*PASSAGE FOR REVIEW*:
--- START ---
I’ve read over a hundred books this year. Yes, I’m afraid I’m the kind of nerd who actually keeps an annual record of these things. I’ve also, during the lockdown, discovered the joy of the audio-book, books downloaded from my local library direct to my phone. I love being able to immerse myself in a book while I’m cooking, cleaning the house or working in the garden.
Most of the books I chose to read in 2020 were good, several were excellent and just a few were not so good. From those that were published this year, this extraordinary year, I have selected eight as my books of the year. These are the books I’ve particularly enjoyed and, for the purposes of this blog, are ones which I can just about squeeze into the ‘landscape’ category.
But what is landscape, particularly in this strangest of all years? For much of 2020 most of us have been restricted to exploring places close to home. But, turning this necessity into a virtue, I find it has provided the opportunity to delve deep into the landscape, rather than to wander it widely. Even in urban settings, traces of ancient forests are embedded in the ground beneath our feet; the past sits layered upon our landscapes.
Ali Smith released the first of her quartet of ‘seasonal’ books in 2016 and concluded it this year with the publication of Summer. I never got round to reading any of them before this year. But that has allowed me to have the exhilarating experience of reading all four in a short space of time during the lockdown. Each is a stand-alone novel and it’s not essential that one reads them as a sequence. But while there are stylistic differences between each, all four share a collection of common themes: death, truth, art, consciousness, disappointment, failure, waste and nature. Summer revisits some of the characters Smith has already introduced us to, but it is is not so much a conclusion, as the completion of one cycle and the suggestion of the beginning of another.
In some ways Unofficial Britain is Gareth E Rees’s most unrelentingly strange book. Its language has none of the hallucinogenic flights of fancy of earlier works, such as Marshland. This latest book’s prose is, in fact, resolutely straightforward and is interwoven with much of Rees’s backstory, including his early life. His subject matter, however, is anything but straightforward and he succeeds in summoning up a Gothic vision of modern Britain. A modern landscape that barely overlays a series of pasts:
What I learned on this journey is that everything changes and yet little does. Landscapes overlay landscapes, in ever-turning cycles.
Rebecca Solnit is a writer, an activist and a campaigner. With Wanderlust: A History of Walking (2000) she established her credentials as a landscape writer, but a landscape writer who ignored the obvious and instead explored the margins, the gaps and the abandoned. Her theme of giving voice to the silent, to the despised, continued in her later works, such as Men Explain Things to Me (2014). Recollections of My Non-Existence takes as its starting point Solnit’s arrival in San Francisco in 1981 and covers her development as a writer and activist. Non-Existence, she explains, was often an option she chose when she was a young female writer without power, money or influence. It was a way of avoiding being subjected to outright aggression and hostility ‘since existence was so perilous’.
--- END ---
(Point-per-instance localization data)
--- START ---
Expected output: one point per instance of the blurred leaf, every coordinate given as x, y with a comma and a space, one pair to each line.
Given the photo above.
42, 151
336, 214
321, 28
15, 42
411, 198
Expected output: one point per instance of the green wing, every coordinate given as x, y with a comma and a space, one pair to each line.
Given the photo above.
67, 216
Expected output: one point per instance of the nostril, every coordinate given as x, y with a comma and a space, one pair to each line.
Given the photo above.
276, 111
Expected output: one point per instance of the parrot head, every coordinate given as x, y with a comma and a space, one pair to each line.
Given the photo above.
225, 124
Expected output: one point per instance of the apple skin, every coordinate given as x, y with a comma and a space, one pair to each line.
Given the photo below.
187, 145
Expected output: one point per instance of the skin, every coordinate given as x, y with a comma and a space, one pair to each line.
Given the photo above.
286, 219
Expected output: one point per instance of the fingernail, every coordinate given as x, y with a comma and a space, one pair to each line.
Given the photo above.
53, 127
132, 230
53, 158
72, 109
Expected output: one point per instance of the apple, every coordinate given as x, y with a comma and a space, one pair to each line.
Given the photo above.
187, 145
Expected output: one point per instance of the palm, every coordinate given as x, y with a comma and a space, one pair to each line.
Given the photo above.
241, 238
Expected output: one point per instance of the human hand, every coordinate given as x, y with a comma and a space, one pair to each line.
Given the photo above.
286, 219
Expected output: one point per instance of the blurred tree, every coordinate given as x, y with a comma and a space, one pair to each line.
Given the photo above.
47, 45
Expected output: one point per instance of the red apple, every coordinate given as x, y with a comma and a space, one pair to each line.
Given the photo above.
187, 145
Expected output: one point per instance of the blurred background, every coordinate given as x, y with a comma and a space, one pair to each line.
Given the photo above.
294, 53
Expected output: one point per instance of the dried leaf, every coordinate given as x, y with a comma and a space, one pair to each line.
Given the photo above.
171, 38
--- END ---
*EXERCISES*:
[1] Answer these from the books-of-the-year post.
(a) How many books published this year did the writer select as books of the year?
(b) In what year did Ali Smith release the first of her quartet of "seasonal" books?
(c) In what year did Rebecca Solnit arrive in San Francisco?
[2] Render this sentence from the books-of-the-year post in Spanish: "I love being able to immerse myself in a book while I’m cooking, cleaning the house or working in the garden."

*EXERCISE ANSWERS*:
[1]
(a) Eight
(b) 2016
(c) 1981

[2] Me encanta poder sumergirme en un libro mientras cocino, limpio la casa o trabajo en el jardín.